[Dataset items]
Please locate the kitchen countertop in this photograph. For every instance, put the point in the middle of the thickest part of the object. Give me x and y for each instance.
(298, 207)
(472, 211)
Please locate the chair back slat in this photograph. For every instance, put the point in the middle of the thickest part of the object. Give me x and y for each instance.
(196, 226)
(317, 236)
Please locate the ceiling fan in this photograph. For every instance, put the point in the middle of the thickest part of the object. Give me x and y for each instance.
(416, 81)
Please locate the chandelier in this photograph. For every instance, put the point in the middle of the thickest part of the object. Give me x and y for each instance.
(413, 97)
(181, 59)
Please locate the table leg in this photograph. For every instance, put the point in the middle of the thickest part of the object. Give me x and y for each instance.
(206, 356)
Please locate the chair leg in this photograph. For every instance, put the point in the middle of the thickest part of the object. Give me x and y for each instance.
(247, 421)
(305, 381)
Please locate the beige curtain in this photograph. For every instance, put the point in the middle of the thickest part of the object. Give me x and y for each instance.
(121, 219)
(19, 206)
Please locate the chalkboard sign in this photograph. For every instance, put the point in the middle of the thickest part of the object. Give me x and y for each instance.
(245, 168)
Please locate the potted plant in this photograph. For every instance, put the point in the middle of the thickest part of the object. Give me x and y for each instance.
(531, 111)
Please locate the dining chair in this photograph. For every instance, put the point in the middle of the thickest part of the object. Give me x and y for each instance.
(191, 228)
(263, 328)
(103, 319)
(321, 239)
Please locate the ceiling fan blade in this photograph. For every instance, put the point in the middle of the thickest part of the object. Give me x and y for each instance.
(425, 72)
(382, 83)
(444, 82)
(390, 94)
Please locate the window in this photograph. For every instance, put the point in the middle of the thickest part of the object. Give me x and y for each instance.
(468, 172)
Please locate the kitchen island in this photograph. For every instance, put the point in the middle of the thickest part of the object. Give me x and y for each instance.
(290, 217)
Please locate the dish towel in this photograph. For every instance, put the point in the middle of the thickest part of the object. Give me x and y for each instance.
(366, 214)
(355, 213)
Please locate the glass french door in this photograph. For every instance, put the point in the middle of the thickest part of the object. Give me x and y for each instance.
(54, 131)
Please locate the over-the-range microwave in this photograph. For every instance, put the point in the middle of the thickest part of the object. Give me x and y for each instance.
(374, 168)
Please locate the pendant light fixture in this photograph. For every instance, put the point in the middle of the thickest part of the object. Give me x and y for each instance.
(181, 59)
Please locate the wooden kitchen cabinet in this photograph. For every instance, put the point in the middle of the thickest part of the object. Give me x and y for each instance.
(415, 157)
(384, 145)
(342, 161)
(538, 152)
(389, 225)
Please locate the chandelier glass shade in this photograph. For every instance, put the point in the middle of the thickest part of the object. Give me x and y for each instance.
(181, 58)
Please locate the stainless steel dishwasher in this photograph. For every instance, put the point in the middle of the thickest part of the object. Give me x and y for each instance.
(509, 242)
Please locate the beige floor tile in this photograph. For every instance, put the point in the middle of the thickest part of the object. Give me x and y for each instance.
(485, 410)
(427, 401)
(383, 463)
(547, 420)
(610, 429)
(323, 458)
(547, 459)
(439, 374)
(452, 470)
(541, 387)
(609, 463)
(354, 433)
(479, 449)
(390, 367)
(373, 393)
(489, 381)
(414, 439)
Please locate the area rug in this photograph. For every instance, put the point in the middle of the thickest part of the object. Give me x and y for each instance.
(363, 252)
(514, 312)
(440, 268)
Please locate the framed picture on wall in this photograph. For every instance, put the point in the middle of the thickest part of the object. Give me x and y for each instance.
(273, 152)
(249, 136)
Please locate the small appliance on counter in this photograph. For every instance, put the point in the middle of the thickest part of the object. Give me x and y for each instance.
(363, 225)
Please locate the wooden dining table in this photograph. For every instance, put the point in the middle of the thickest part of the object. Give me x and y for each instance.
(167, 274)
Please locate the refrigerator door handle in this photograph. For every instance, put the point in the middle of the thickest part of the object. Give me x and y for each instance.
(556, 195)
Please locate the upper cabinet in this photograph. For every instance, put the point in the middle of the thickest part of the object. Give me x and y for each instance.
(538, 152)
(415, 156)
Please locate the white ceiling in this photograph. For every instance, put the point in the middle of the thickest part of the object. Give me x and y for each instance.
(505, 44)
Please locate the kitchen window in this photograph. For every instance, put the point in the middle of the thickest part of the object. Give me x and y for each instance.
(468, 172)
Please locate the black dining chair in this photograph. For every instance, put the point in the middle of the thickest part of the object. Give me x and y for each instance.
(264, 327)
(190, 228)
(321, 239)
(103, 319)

### [What you need to do]
Line by line, retype the data exactly as written.

### [Answer box]
Please locate the kitchen countertop in this photograph. For every instance, put the point in the middle of the thickest part of the object. Give me x and y for each instance.
(298, 207)
(472, 211)
Please locate the chair back slat in this photograph. For every instance, put the point in the middle of the thickest part of the object. Give me x and y for each instance.
(196, 226)
(317, 236)
Please locate the ceiling fan in this photograph. For every instance, put the point in the middle of the thickest part of the object. Give me x and y for each instance.
(416, 81)
Please locate the chandelier in this photograph. For every instance, put the point in the middle of the thickest part of the object. Give me x and y for each instance.
(413, 97)
(181, 59)
Please locate the table leg in this photograph. For every instance, put the point in the middle of the thickest part of the object. Give me x and y for each instance.
(206, 356)
Please locate the chair leg in this photograph. For every instance, put the point in the middle of the thickest part of the object. Give me x and y for each instance.
(247, 421)
(305, 381)
Please locate the beige curtain in this photograph. For every instance, put the point in the middle of the thickest part of the object. Give me x and y for each instance.
(121, 219)
(19, 206)
Please locate the chalkboard sign in this photograph. For every instance, put the point in the middle of the thickest part of the object. Give me x and y for each instance.
(245, 168)
Please locate the potted plant in this photograph. For every instance, put the point in the middle of the thickest part of the object. Give me x and y for each instance.
(531, 111)
Please locate the dining chair in this photograph. For every instance, put the point in the middle of the thickest part of the object. Give me x and y for each instance.
(191, 228)
(263, 328)
(103, 319)
(321, 239)
Please locate the ceiling fan blade in this photograph. For every instance, put the point in the middle of the thickest part of the object. Give me x and y for each instance.
(425, 72)
(382, 83)
(444, 82)
(390, 94)
Please locate the window in this photograph. For every instance, put the point in the middle of the thickest part of the object. Give me x and y for each instance.
(468, 172)
Please locate the kitchen island in this photograph. For every instance, put the point in the middle of the thickest part of the object. Give me x and y for each instance.
(290, 217)
Please locate the dish towel in this photograph. For every instance, put the point in the middle of the thickest part of the object. Give me x and y for each instance.
(366, 214)
(355, 213)
Please locate the glass french door in this photograph. For every instance, put the point in the middle of the thickest part of the object. Give me x and y for each instance.
(54, 131)
Please locate the over-the-range microwave in this photograph. For every instance, put the point in the middle of the thickest part of the object. Give me x and y for each instance.
(374, 168)
Please locate the pendant light fixture in this photograph. For every instance, put the point in the middle of the thickest part of the object. Give me x and y for each instance.
(181, 59)
Please locate the wooden kitchen cabinet in this photograph. For every instance, put the point in the middle of the thickest part of the object. Give me x and y for each instance.
(415, 157)
(384, 145)
(342, 161)
(538, 152)
(389, 225)
Please locate the chandelier glass shade in this photograph. For every instance, put the point in the middle of the thickest part of the object. Give me x and y for each instance.
(181, 58)
Please locate the stainless steel dishwasher in this photograph. For every instance, put the point in the middle of the thickest part of the object. Give me x and y for each instance.
(509, 242)
Please locate the beige floor tile in this photograph. For every instance, put the point in the middle of the thickest part of the object. Give me x and y for each instance.
(485, 410)
(427, 401)
(383, 463)
(547, 420)
(610, 429)
(323, 458)
(547, 459)
(439, 374)
(452, 470)
(541, 387)
(609, 463)
(354, 433)
(479, 449)
(390, 367)
(373, 393)
(489, 381)
(414, 439)
Please locate the area rug in this photograph. For every instance, put the point in the middle of the thickest part of the object. Give me x and y for each instance.
(363, 252)
(514, 312)
(440, 268)
Please locate the framed picture on wall in this photograph. For every instance, put the point in the middle of the thickest part of the object. Give me x and y for each instance.
(273, 152)
(249, 136)
Please locate the small appliance on counter in this photograph. For every instance, put the point in the middle of the thickest part of the object. Give me x and y for each instance.
(363, 225)
Please locate the wooden dining table in this photograph. For every instance, put the point in the middle of the thickest part of the object. Give me x and y for each instance.
(167, 274)
Please locate the refrigerator door handle in this photograph. For every instance, put the point in the middle of the thickest part of the object. Give me x and y for each instance.
(556, 195)
Please locate the upper cabinet in this photograph. For every instance, put the point in the middle of the thickest part of the object. Give me x and y for each instance.
(538, 152)
(415, 156)
Please locate the white ceiling in this photograph. For every instance, put the point in the middle of the thickest part of the object. Give me x and y for each instance.
(505, 44)
Please locate the kitchen window in this photograph. For every instance, put the point in the middle of the thickest part of the object. Give me x and y for each instance.
(468, 172)
Please locate the black dining chair in this photograph. For every instance, put the point in the middle of the thickest part of the object. Give me x and y for each instance.
(264, 327)
(190, 228)
(321, 239)
(103, 319)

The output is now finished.